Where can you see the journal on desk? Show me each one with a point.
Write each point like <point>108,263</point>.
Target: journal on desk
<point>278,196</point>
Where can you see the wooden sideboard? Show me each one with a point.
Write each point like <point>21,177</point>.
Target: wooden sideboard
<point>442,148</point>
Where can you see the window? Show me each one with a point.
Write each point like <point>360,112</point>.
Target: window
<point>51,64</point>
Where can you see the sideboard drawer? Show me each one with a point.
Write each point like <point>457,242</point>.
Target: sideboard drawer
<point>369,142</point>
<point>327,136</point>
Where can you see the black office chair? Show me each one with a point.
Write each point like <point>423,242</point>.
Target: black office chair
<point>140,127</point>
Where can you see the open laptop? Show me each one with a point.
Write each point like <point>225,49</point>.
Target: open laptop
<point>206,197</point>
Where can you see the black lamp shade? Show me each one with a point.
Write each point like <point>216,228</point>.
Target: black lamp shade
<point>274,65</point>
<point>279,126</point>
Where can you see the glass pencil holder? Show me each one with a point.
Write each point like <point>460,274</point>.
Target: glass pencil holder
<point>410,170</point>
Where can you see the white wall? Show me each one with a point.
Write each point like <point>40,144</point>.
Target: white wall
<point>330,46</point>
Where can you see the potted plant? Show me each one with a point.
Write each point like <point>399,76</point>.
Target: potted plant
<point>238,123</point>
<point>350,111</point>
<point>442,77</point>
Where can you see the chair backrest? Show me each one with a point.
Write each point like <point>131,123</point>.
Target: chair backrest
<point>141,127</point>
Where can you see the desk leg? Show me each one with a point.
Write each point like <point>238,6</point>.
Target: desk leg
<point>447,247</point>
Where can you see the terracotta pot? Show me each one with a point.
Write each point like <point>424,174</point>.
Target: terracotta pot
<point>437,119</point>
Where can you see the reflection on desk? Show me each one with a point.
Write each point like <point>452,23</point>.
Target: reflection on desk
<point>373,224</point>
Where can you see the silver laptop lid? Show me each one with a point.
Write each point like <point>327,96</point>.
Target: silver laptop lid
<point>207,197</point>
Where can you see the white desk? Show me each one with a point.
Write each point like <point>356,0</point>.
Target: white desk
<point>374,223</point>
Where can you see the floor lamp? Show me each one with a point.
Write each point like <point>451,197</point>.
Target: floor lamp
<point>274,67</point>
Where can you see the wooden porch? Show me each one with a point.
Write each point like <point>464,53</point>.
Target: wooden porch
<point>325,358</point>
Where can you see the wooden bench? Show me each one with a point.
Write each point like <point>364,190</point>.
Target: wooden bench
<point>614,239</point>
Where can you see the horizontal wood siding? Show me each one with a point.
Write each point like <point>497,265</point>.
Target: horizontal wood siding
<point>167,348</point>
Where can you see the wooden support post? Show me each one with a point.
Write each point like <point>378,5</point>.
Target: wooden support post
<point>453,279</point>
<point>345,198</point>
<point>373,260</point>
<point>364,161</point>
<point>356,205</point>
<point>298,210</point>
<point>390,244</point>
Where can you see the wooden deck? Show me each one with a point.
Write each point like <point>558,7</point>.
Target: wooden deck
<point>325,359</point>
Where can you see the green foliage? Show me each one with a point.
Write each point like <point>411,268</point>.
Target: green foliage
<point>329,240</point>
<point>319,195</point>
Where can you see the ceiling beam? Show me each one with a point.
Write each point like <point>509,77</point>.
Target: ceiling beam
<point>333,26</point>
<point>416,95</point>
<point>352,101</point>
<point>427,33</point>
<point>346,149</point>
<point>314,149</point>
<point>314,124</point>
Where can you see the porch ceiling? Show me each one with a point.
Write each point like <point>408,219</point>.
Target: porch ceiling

* [THE PROBLEM]
Exactly reproduce the lines that run from the line with "Where can you see the ceiling" through the last line of the records, inclusive.

* [ANSWER FOR THE TASK]
Where can you see the ceiling beam? Show me each one with a point.
Write each point like <point>509,77</point>.
Target: ceiling beam
<point>333,26</point>
<point>416,95</point>
<point>352,101</point>
<point>427,33</point>
<point>346,149</point>
<point>314,149</point>
<point>314,124</point>
Where can you see the porch ceiling? Show me each one with a point.
Write each point like <point>408,219</point>.
Target: porch ceiling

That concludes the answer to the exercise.